> [Extracted text]
1.) We have week to week long (15+) match studio footage in front of the same crowd against different opponents in different situations for over a year of his prime. That feels extremely rare to me. It's something I wish we had for every candidate. Footage is the single most important thing with this project, I think, and it's out there for anyone to see right now. That's amazing. How awesome would it be to have that for 1979 Flair or Funk or Hansen or whoever? Even with Lawler, we end up with bits and pieces with a lot of missing footage.

2.) In that footage, it's astounding how well he balances functional needs and being wildly entertaining. I'm going to put my 1979 Buddy piece at the end that talks about those different roles, but he's so dynamic and entertaining and is able to balance vulnerability with the potential to be dangerous and competent better than anyone in wrestling history.

 

I'm understating it. Buddy HAS great matches, but watching him week to week is where the genius really can be found, and I can't convince you of this and frankly, you don't have time to do it now. A Portland set would and will help because you'll see the greatness, but the absolute brilliance is in how he was a territorial ace, endlessly creative and innovative, focused with his eye on the big picture at every point, and still hitting all of the little things with insane athleticism and one of the most earnest and memorable characters ever. He's the only person of his era that worked for the sake of history. He was recording the show every night in 1979 because he wanted to keep it forever and it shows. I can't use words to explain it. You have to see it.

 

 

 

Now that I've finished the available matches for 1979, i wanted to double back and talk about Buddy's year before moving on. I've gone over this before, but, to me, to really judge and analyze and understand a wrestler, you have to look at an entire body of work. You learn something different in a five minute squash than you do in a sixty minute broadway. You learn something different in a tag match than a singles. You learn something different seeing the wrestler against a smaller opponent than a larger. You learn something different in a gimmicked blood match than a more straightforward title matches.

The range of output we have from Buddy Rose in 79 is amazing. He has all those things and more. He has 2/3 falls matches, tag matches with two main partners of wildly varying experience and style, six man tags, squashes vs JTTS, blood feuds, gimmick matches, hair matches, and a ton of promos to go along with them. It's staggering the variation in the twenty-five or so matches I saw and wrote about. Even more staggering is that these are just the Saturday shows. So many of his actual blow-off matches were in Portland on Tuesday and as far as I'm aware we don't have those.
Portland television is a lot like Memphis as went through the same loop every week as well as having frequent Tuesday night arena shows. They weren't every week but were often three times a month when things were hot, which they were in 79. Also, like Memphis, they had to utilize a lot of the same talent to fill the same buildings every week. The big difference is that the Portland Saturday show was also in the main (promoter-owned) arena, and they make the claim that the sponsors demanded high-level matches, which may be kayfabed and may be not, but it means that there were lengthy, high-end matches, quite often with real finishes every week. The other big difference, of course was one of style: Portland had a ton of 2/3 fall matches. I love Memphis TV but you didn't often get long meaningful matches on it. That was for the Monday night MSC shows.

> [The tasks]
[1] In the piece on Buddy Rose's 1979 footage, retype word for word the part that opens with the words containing "2.) In that" and closes with "in wrestling history.".
[2] Continue the piece on Buddy Rose's 1979 Portland run from the point where it stops.

> [Supplied information]

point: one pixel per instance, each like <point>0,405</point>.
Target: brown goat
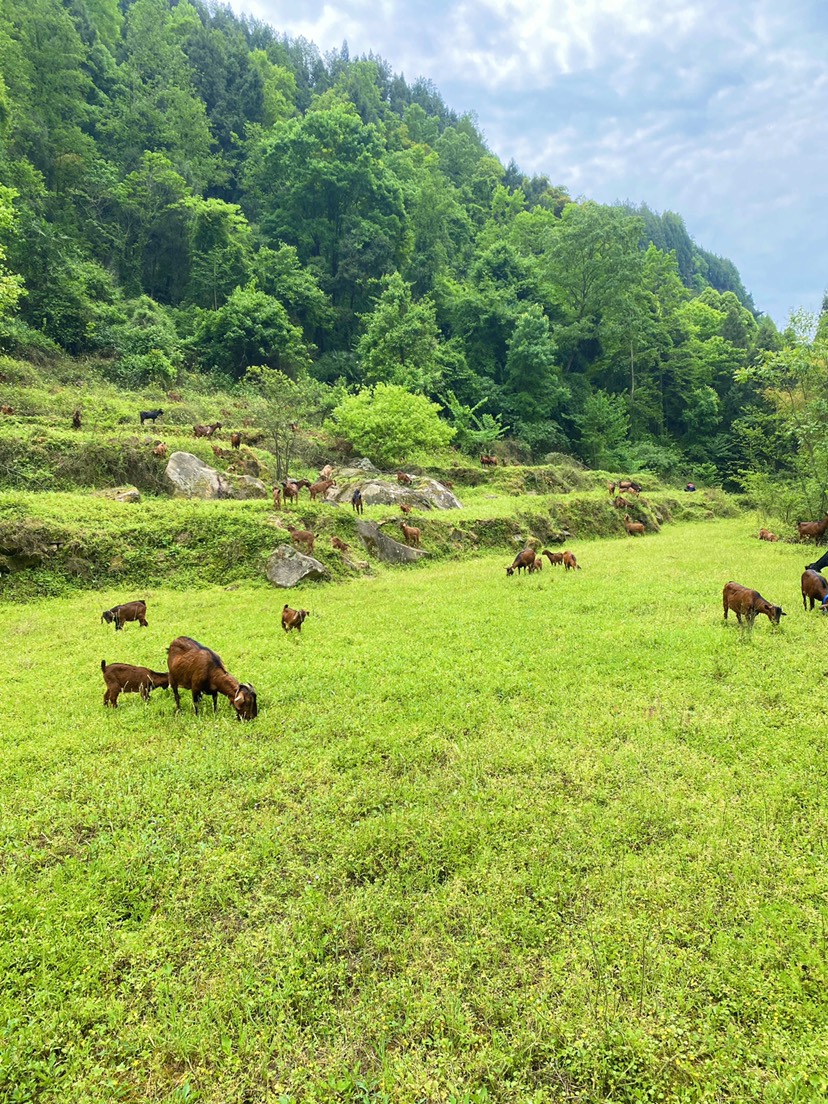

> [Expected responses]
[1]
2.) In that footage, it's astounding how well he balances functional needs and being wildly entertaining. I'm going to put my 1979 Buddy piece at the end that talks about those different roles, but he's so dynamic and entertaining and is able to balance vulnerability with the potential to be dangerous and competent better than anyone in wrestling history.

[2]
People judge wrestlers and matches differently. One thing that is very important to me is to try to figure out what a wrestler is trying to accomplish or achieve in a match and to see if they manage it or not, and how they do so. Buddy, in my opinion, had to accomplish two major things. 1) First and foremost he had to draw people to the Tuesday show and the weekly loop of shows. Whatever happened on Saturday had to incite the fans to spend their money on Tuesday (when applicable) and throughout the rest of the week. Since Owen owned the arena, being able to promote as many well-drawing Tuesday shows as possible was a huge deal moneywise. 2) It was also important people both attended and tuned into the Saturday night show, so while leaving the fans wanting more was important, giving them something substantial, their money and time's worth, was also essential. Moreover, he had to manage this while keeping things fresh and interesting despite the fact they were building to weekly live shows in front of the same audience and all of this had to be done with what I understand to be one of the least star-studded rosters in all the territories. Portland was considered a starting point and did not draw in most of the biggest names on a regular basis.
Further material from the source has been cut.